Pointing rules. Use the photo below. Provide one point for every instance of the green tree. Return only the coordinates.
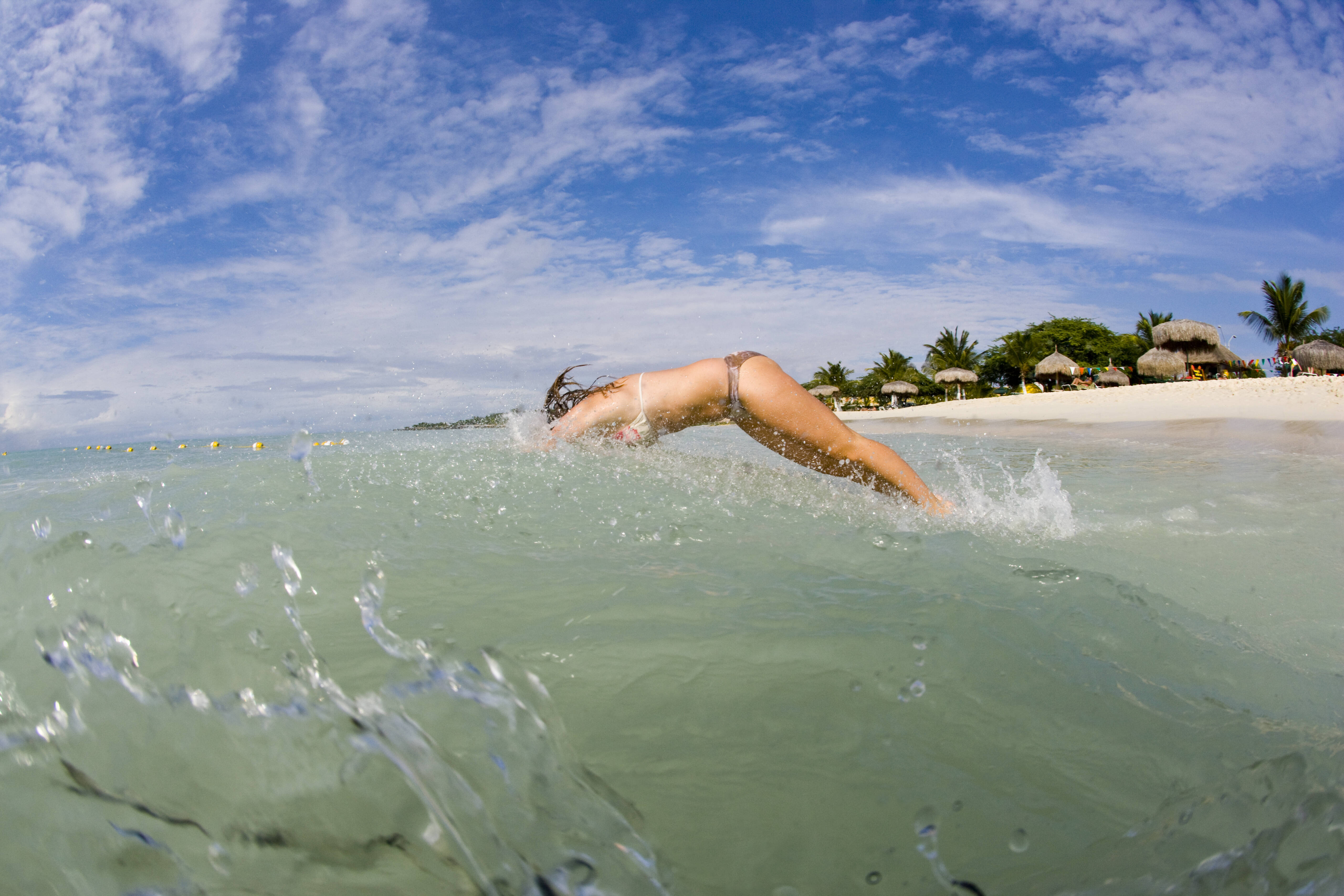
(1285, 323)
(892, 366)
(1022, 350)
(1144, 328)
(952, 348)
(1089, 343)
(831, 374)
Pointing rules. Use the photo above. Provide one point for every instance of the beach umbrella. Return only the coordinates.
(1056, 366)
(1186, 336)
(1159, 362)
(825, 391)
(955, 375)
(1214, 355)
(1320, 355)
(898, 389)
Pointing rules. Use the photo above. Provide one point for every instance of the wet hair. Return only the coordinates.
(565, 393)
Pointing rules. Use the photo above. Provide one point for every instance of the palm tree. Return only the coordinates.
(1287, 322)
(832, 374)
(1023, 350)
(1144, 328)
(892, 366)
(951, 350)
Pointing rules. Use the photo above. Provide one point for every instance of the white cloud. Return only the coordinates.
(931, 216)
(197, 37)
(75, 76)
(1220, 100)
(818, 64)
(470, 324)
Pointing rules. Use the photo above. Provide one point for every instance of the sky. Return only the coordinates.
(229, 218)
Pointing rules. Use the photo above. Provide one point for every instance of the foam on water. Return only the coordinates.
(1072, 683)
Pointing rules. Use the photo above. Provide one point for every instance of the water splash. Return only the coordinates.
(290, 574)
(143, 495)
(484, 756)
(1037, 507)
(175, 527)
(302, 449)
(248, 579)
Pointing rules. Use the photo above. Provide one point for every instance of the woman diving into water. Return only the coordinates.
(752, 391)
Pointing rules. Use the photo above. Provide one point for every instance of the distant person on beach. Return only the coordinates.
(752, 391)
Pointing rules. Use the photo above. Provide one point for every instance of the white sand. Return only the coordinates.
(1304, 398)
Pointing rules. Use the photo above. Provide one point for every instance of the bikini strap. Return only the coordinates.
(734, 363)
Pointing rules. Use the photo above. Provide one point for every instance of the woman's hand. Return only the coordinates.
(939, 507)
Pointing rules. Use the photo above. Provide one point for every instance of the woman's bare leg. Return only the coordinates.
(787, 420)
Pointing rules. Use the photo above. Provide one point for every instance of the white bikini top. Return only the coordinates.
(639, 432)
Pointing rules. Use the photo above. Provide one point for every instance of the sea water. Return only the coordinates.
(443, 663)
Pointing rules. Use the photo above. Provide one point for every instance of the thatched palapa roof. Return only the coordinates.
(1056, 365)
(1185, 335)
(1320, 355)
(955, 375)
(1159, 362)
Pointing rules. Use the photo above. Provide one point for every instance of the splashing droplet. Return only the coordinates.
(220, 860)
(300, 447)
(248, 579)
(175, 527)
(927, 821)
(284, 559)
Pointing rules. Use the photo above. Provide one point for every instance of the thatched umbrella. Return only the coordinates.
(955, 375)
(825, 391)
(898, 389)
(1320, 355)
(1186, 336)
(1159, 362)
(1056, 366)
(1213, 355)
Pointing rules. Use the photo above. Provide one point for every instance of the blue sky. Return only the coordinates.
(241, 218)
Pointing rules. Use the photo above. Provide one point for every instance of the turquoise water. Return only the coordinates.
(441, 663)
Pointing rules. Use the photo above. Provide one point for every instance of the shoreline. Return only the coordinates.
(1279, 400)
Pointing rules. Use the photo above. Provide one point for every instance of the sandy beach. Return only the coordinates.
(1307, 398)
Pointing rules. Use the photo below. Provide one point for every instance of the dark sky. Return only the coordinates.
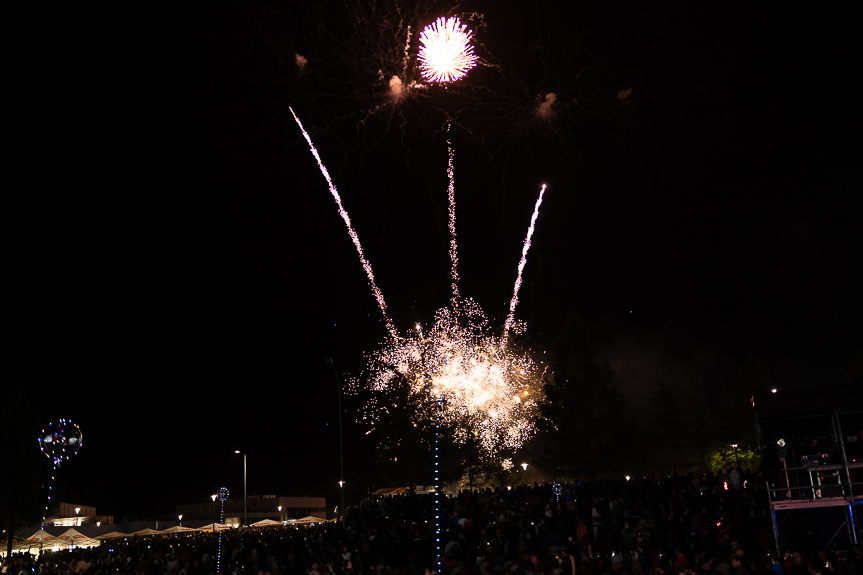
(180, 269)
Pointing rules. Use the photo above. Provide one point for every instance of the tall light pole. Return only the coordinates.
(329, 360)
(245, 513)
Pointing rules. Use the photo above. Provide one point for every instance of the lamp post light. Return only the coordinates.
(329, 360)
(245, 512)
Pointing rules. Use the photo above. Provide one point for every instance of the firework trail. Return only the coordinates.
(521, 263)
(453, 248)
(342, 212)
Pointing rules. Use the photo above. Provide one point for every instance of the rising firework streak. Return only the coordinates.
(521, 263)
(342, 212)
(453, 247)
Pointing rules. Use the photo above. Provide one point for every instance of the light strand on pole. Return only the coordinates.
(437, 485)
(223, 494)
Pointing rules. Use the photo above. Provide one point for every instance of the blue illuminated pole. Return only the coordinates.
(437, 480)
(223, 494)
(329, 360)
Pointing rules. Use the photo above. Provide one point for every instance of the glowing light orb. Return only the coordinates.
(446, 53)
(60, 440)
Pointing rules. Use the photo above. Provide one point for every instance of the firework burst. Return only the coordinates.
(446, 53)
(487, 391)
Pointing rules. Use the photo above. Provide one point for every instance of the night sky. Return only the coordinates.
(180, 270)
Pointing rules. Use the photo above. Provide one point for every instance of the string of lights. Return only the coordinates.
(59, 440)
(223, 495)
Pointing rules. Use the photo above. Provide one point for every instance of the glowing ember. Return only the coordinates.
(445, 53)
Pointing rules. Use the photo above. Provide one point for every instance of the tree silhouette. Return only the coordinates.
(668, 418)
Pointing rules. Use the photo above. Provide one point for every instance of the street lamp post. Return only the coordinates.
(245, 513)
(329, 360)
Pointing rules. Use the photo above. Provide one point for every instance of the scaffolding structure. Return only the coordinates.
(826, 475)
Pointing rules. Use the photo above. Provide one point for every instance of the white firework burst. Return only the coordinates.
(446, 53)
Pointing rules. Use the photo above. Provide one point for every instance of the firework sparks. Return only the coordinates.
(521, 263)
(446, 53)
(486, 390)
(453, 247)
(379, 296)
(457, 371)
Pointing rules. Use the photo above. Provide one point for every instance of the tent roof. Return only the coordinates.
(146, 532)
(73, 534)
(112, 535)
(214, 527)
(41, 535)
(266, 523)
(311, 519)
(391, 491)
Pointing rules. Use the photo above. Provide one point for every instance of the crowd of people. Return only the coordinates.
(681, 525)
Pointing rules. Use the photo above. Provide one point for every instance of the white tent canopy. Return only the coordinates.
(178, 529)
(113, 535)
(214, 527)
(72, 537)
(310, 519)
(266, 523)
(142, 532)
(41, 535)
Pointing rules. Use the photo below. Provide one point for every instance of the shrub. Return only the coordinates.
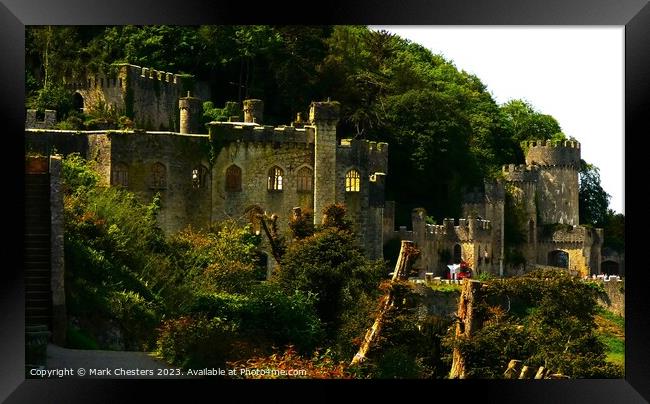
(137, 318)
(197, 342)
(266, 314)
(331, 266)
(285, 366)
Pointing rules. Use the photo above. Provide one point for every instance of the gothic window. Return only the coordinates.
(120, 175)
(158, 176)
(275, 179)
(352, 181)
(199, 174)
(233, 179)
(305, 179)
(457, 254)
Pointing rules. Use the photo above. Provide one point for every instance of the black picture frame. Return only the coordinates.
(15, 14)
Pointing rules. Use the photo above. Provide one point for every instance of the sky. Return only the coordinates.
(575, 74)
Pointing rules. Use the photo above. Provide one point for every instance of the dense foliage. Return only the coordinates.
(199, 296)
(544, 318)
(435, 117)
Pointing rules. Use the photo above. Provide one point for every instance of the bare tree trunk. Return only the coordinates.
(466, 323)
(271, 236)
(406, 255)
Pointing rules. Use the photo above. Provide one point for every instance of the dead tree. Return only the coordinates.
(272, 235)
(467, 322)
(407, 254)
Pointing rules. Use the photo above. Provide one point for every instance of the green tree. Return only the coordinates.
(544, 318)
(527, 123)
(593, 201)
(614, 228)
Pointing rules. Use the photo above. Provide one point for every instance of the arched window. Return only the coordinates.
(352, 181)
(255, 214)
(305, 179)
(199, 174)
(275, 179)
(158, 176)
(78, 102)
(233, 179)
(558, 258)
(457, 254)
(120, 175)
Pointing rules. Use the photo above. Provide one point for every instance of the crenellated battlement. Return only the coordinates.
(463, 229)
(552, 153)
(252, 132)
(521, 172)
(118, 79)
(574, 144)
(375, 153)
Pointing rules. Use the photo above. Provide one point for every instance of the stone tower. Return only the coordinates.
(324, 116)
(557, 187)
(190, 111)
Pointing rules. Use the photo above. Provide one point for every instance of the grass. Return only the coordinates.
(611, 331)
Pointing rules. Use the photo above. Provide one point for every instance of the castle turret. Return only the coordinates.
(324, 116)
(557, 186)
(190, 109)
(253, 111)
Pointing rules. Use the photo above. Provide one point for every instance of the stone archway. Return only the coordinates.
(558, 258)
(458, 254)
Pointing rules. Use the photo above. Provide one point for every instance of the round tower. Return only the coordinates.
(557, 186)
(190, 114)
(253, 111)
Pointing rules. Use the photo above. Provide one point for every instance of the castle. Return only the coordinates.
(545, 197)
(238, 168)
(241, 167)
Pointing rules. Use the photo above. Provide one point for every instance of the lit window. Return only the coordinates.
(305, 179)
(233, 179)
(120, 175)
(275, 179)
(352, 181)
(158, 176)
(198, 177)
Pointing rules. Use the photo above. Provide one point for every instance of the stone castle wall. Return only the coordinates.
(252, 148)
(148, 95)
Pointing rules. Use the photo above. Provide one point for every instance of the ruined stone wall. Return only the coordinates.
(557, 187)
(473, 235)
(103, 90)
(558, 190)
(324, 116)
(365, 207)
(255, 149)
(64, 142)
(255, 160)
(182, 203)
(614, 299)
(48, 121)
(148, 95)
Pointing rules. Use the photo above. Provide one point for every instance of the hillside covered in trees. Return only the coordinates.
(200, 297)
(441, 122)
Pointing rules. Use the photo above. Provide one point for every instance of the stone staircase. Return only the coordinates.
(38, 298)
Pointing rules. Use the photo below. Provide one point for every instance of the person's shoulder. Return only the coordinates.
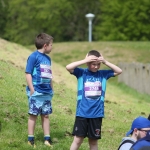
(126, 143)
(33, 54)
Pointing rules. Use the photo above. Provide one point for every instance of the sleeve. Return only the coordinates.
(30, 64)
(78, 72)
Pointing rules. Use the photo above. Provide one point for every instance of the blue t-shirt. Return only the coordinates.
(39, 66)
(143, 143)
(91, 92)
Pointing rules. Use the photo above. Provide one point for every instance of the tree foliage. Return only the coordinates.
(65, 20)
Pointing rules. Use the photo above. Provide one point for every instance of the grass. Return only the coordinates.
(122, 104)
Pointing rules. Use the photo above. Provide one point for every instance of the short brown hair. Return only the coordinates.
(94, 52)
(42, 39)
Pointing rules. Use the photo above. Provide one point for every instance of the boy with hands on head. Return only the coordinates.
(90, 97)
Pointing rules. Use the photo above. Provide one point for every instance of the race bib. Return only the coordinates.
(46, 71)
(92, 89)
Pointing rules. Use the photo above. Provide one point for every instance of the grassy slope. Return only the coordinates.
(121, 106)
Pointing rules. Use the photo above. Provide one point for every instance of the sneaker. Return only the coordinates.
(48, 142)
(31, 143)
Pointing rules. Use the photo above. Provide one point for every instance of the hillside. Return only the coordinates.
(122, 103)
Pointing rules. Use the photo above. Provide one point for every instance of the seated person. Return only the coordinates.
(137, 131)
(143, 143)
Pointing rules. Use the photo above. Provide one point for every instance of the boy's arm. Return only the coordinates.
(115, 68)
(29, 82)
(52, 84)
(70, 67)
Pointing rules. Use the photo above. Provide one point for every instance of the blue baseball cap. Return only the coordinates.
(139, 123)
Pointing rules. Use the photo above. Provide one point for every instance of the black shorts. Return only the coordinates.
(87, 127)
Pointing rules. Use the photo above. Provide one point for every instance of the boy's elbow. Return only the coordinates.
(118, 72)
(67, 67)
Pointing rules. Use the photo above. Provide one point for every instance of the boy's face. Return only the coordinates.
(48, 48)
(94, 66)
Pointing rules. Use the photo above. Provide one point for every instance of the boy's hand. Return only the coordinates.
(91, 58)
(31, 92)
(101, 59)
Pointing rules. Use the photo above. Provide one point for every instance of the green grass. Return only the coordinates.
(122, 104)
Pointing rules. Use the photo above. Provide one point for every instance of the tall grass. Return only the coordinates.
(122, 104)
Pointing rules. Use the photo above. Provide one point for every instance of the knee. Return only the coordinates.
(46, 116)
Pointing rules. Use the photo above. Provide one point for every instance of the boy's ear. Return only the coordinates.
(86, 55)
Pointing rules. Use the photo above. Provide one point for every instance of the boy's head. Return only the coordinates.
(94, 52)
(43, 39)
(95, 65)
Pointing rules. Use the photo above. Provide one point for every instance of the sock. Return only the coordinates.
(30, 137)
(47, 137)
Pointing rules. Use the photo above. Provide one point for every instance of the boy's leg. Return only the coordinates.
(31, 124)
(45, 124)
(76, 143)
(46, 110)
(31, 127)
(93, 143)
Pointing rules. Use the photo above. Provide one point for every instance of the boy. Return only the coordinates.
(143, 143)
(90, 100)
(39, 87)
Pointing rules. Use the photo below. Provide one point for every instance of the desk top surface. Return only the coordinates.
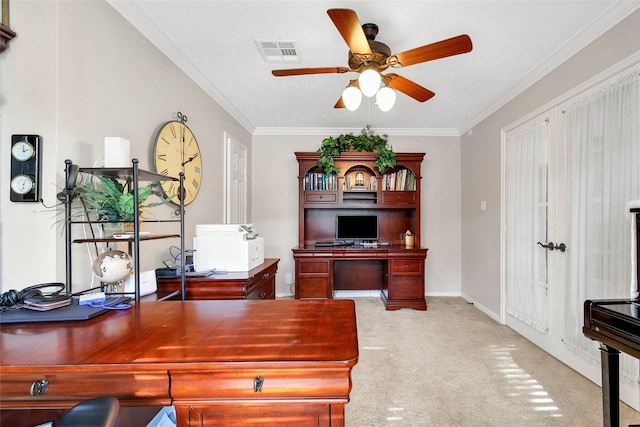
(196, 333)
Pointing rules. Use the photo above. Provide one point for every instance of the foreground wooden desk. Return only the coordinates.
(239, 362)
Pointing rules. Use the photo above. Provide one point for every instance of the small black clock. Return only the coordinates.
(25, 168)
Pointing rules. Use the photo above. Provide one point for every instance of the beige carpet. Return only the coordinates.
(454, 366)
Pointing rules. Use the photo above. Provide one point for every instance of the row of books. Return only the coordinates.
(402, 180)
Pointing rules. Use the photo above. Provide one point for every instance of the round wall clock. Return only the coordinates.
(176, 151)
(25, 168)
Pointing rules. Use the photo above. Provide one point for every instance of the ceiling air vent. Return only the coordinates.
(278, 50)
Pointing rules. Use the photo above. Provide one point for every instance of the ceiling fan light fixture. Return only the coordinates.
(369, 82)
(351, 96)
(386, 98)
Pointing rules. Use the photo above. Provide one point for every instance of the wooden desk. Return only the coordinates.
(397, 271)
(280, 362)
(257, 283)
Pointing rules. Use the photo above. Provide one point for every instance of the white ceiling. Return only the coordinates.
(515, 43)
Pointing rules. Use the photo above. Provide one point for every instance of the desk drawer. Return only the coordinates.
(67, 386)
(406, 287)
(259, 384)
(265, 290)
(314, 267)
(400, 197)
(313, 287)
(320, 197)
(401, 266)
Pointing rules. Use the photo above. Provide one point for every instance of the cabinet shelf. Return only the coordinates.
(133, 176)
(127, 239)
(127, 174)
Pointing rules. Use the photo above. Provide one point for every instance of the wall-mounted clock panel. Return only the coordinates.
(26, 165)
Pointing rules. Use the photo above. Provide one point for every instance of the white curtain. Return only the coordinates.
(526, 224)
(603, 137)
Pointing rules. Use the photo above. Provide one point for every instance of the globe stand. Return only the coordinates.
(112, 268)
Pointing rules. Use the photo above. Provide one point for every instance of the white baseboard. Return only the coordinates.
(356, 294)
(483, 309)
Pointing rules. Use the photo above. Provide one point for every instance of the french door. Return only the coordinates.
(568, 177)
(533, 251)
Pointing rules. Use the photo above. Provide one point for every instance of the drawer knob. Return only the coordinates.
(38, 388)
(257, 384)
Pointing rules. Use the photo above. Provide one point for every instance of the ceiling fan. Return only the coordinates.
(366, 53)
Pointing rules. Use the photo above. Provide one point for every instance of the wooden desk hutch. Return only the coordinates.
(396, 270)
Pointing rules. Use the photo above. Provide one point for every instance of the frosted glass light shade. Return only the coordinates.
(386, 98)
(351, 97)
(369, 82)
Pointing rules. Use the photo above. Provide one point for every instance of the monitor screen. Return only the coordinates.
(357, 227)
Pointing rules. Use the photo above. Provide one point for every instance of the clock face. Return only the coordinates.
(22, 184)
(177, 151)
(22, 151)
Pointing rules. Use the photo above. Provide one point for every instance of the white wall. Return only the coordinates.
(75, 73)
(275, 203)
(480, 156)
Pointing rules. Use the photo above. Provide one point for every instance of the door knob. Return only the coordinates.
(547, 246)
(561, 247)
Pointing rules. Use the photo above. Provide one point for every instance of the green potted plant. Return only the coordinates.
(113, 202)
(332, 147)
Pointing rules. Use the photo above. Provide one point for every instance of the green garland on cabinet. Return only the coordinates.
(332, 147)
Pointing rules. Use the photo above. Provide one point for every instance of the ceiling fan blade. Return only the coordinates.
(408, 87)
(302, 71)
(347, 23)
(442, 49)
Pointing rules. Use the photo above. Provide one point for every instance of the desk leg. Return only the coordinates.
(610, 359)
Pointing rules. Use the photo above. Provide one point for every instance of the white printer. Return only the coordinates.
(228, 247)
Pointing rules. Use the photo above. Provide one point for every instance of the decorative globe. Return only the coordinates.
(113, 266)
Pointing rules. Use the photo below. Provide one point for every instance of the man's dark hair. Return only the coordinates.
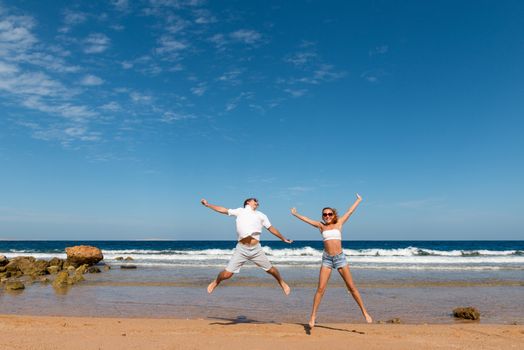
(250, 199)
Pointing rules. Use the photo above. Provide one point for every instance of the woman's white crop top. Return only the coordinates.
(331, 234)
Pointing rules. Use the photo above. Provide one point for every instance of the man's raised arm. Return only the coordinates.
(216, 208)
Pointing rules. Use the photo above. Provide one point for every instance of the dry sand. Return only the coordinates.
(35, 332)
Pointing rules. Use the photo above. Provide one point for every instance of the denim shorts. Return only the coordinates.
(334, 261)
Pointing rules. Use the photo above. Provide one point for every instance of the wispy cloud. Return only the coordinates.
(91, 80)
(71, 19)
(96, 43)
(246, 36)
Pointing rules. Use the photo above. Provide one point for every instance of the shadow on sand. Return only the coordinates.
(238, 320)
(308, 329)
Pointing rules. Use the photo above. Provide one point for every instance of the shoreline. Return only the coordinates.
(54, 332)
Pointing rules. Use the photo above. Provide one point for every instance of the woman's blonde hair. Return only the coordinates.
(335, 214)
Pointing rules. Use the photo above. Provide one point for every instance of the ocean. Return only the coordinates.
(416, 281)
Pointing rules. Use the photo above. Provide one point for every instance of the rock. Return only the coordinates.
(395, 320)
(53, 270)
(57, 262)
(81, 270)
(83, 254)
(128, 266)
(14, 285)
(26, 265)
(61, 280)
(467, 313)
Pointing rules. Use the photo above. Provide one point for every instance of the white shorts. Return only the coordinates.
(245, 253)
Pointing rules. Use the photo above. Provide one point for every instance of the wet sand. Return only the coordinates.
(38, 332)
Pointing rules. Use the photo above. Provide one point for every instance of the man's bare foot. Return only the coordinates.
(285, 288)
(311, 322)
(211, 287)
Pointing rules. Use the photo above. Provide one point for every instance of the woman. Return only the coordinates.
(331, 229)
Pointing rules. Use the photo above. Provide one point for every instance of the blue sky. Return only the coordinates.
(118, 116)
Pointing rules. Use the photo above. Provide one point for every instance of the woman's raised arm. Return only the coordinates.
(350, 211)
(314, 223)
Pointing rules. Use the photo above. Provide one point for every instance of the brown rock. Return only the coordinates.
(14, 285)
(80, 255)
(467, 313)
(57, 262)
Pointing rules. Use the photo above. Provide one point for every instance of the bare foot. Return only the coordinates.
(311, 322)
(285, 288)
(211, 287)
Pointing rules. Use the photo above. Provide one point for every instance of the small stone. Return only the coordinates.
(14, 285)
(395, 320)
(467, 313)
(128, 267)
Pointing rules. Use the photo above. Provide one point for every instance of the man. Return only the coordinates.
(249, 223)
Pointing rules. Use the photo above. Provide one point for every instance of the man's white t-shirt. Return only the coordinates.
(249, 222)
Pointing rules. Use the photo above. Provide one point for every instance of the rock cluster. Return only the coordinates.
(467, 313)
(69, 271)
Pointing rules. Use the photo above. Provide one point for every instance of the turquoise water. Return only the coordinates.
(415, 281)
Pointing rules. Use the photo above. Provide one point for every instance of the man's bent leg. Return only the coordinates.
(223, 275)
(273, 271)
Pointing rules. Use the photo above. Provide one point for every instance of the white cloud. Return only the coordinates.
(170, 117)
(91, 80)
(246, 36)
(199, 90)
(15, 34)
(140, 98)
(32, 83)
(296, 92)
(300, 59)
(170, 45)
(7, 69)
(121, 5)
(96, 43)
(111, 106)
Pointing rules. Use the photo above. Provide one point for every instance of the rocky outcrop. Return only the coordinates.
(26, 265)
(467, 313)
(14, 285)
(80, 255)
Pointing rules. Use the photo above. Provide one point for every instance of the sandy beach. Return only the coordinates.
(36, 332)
##############################
Return precisely the lines of the records, starting with the line that holds "the bare foot. Return only the coordinates." and ending with the last one.

◆ **Answer to this problem**:
Pointing rules. Use the photo above. Provide one point for every instance of the bare foot. Return only the coordinates.
(311, 322)
(285, 288)
(211, 287)
Pointing rules. Use the photo above. Provide one point for every instance of the small stone. Return only the coordinates.
(14, 285)
(395, 320)
(467, 313)
(128, 267)
Pointing rules. Use the photo above. Provide one point for every instance of the man. Return only the coordinates.
(249, 223)
Pointing rules. Use the photo above. Provide one point for every instance of the man's white t-shirt. Return only the coordinates.
(249, 222)
Pointing rules. Use the photo above. Provide one point for every instance of the rock cluster. Return only the coordinates.
(467, 313)
(69, 271)
Pointing rules. Use the photo above. Provide one point for every instance of the turquoise water. Return only the coordinates.
(415, 281)
Pointing rules. Use the photo above. Provide one point for every instance of the man's bent leg. Return only the coordinates.
(223, 275)
(273, 271)
Pointing rules. Use the photo above. Provide one point for every instance of the white cloud. Return only the coordinates.
(170, 117)
(91, 80)
(246, 36)
(199, 90)
(15, 34)
(140, 98)
(32, 83)
(296, 92)
(300, 59)
(170, 45)
(7, 69)
(121, 5)
(96, 43)
(111, 106)
Pointing rules. Use the photo above. Provide one point for every instance of the rocky outcrop. Return only the coordinates.
(26, 265)
(467, 313)
(14, 285)
(80, 255)
Pointing rules. Use the photo above. Provide one point for every instance of the sandy beach. Return only the coordinates.
(36, 332)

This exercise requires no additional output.